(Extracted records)
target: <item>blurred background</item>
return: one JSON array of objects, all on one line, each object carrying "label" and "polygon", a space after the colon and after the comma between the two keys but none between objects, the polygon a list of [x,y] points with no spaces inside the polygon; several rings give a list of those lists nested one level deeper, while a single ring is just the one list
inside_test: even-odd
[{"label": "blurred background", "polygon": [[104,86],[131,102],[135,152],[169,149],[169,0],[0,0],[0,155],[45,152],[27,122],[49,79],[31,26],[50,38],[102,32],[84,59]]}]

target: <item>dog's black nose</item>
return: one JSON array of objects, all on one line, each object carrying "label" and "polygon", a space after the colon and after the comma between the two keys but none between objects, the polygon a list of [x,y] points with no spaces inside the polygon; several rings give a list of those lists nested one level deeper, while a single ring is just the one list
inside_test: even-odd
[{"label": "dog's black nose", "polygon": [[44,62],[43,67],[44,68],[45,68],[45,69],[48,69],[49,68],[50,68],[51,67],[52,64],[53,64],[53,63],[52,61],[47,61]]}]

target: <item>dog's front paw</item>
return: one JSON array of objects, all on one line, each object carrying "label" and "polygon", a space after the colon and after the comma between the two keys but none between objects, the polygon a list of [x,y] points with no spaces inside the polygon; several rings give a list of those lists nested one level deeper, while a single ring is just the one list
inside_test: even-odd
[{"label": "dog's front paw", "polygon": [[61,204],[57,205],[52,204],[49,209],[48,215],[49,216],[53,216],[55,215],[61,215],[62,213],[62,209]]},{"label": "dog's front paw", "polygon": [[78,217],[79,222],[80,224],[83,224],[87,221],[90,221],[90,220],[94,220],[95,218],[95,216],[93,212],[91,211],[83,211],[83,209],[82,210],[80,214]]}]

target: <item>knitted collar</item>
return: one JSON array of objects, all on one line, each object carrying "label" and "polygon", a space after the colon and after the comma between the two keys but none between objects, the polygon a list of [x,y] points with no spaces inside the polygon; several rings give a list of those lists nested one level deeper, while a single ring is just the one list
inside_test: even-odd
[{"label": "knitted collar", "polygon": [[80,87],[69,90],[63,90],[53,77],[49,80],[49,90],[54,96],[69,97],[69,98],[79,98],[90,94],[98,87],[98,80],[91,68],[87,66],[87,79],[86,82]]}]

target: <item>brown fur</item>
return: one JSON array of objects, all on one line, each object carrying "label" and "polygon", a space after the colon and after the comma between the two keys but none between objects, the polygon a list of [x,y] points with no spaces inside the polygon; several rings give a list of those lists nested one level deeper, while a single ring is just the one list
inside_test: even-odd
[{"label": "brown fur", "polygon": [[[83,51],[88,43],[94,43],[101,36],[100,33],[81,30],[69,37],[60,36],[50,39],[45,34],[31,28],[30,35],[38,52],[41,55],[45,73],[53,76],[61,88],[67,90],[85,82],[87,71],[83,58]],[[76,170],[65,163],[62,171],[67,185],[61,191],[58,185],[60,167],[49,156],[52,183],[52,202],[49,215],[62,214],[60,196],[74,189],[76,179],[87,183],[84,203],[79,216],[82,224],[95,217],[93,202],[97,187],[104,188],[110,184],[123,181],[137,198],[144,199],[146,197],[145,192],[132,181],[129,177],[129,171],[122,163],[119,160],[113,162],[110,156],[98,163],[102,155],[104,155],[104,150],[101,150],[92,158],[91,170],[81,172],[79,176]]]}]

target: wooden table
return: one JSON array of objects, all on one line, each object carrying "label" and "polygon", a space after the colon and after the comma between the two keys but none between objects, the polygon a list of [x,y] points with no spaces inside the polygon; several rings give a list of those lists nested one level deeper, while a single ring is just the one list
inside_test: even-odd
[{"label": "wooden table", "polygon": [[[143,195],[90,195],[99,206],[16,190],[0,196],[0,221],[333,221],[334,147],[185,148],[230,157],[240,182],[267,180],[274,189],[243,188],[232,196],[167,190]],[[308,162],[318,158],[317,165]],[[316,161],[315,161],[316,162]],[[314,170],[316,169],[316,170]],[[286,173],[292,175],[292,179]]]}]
...
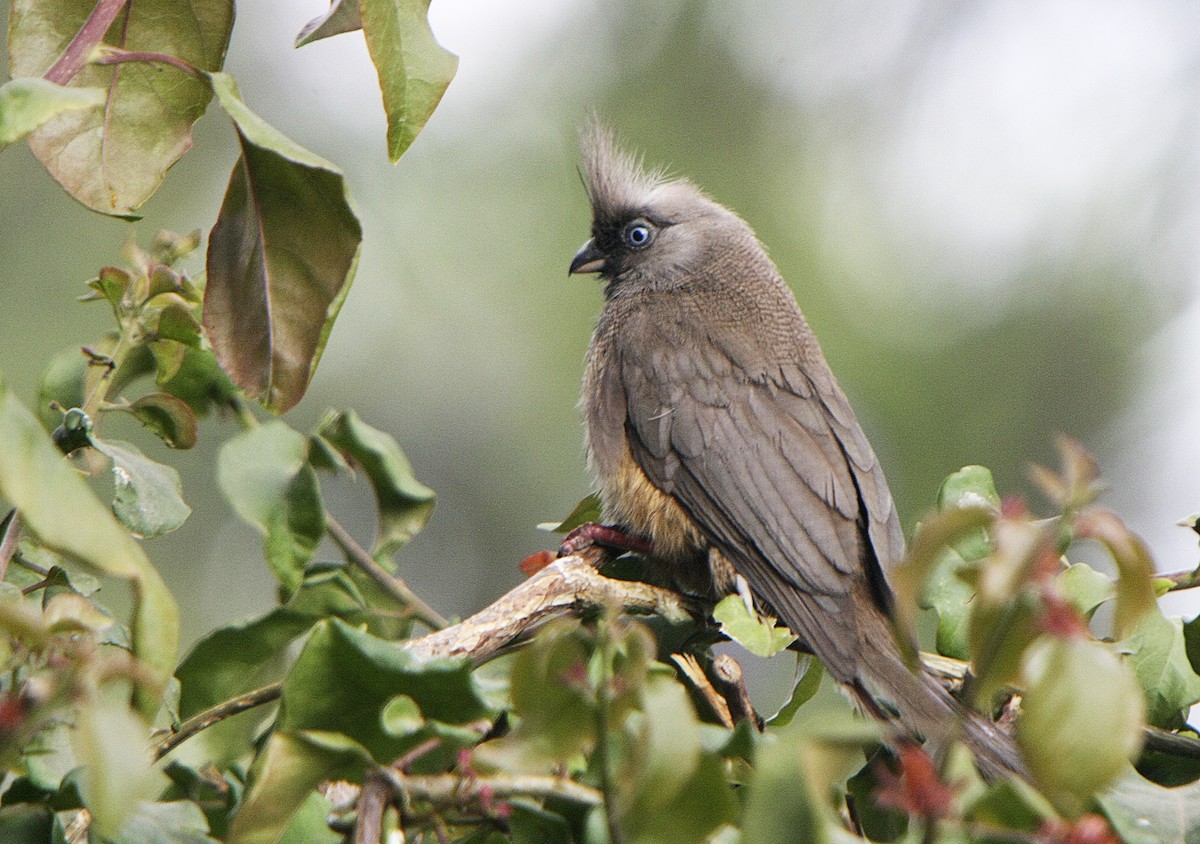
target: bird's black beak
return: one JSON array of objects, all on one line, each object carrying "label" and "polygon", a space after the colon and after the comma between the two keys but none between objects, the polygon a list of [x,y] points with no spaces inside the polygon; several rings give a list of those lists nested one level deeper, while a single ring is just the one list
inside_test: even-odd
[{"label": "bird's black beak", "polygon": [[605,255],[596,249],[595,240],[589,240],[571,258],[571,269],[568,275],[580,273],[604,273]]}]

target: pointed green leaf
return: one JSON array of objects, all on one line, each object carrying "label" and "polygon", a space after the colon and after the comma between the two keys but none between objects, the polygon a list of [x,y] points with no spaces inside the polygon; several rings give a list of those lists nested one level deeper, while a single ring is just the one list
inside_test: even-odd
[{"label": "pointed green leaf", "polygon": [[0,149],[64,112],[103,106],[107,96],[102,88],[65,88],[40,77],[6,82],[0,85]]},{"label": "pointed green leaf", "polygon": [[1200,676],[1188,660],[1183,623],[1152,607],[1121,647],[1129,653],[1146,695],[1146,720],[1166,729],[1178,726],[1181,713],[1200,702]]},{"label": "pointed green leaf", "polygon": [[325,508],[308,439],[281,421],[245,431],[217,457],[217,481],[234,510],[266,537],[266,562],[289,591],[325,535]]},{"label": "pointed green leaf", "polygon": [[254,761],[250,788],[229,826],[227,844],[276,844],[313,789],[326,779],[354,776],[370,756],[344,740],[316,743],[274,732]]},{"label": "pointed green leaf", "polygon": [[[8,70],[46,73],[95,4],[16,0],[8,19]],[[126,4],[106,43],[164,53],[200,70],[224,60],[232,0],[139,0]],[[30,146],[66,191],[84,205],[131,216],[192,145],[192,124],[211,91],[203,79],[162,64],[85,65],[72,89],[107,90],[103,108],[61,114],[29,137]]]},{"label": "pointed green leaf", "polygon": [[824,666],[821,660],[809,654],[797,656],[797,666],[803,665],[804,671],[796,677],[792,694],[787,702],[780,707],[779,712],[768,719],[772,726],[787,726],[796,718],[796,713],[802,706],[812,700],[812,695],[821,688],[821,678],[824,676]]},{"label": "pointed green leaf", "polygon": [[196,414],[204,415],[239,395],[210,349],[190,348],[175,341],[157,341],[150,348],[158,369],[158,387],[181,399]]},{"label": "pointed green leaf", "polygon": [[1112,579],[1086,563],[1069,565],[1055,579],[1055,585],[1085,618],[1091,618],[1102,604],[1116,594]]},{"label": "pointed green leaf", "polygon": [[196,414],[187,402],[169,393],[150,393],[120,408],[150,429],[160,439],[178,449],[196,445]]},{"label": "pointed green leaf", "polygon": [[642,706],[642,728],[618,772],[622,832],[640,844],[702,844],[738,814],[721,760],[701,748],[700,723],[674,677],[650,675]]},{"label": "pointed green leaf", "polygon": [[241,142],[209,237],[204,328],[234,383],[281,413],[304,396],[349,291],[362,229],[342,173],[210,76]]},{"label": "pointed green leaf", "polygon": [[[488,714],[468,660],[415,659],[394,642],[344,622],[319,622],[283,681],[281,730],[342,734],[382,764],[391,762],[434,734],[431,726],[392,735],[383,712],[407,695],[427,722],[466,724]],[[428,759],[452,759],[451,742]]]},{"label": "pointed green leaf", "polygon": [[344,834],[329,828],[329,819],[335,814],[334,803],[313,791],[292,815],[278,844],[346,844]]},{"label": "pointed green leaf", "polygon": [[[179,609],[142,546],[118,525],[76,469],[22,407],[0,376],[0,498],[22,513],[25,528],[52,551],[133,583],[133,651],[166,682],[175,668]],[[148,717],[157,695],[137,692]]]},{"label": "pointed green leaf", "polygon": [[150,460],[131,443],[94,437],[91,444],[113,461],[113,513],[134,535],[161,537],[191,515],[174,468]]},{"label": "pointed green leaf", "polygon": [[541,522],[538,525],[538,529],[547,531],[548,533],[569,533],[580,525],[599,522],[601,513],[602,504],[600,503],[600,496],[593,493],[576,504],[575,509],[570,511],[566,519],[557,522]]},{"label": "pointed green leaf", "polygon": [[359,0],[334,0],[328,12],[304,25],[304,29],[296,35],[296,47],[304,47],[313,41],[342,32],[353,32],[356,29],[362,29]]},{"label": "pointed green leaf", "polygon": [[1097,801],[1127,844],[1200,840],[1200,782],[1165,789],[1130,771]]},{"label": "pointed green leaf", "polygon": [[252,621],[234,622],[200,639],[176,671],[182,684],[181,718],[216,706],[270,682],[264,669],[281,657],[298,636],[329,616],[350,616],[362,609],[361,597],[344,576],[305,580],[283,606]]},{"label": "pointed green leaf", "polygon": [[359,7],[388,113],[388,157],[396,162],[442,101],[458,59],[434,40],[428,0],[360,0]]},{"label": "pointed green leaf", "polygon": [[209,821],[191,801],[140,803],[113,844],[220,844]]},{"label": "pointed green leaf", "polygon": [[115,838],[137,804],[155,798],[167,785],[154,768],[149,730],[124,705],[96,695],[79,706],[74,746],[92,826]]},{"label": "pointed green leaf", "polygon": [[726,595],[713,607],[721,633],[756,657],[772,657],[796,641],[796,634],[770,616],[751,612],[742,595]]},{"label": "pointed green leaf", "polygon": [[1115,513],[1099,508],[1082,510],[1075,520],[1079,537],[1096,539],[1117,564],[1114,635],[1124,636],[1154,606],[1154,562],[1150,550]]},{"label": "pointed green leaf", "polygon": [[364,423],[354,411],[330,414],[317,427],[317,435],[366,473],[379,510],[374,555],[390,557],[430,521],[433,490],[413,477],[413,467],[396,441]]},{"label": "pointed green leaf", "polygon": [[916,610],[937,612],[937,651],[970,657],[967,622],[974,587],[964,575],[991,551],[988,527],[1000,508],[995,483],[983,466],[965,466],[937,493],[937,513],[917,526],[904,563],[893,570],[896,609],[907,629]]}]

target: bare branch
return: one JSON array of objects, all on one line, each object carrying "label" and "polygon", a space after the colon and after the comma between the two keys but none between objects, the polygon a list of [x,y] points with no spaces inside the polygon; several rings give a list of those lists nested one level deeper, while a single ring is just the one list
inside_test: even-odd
--
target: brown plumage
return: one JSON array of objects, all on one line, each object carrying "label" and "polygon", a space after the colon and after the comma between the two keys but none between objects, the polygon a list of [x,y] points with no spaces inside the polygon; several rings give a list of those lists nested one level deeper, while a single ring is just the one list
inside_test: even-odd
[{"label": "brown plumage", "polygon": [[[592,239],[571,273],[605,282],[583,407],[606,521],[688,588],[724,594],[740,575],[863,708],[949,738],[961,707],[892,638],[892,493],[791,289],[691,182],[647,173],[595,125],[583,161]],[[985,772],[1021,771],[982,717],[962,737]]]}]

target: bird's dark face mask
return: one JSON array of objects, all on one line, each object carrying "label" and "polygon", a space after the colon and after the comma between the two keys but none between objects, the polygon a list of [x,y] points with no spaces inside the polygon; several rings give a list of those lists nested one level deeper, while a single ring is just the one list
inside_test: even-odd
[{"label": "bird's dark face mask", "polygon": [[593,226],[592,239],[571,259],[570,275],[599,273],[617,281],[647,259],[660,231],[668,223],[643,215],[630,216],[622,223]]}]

- _What you will do_: Identify each line of the records that contains the word "item", and copy those lines.

- _Response to this task_:
target: <item>blurred background</item>
target: <item>dog's black nose</item>
target: <item>dog's front paw</item>
target: <item>knitted collar</item>
target: <item>brown fur</item>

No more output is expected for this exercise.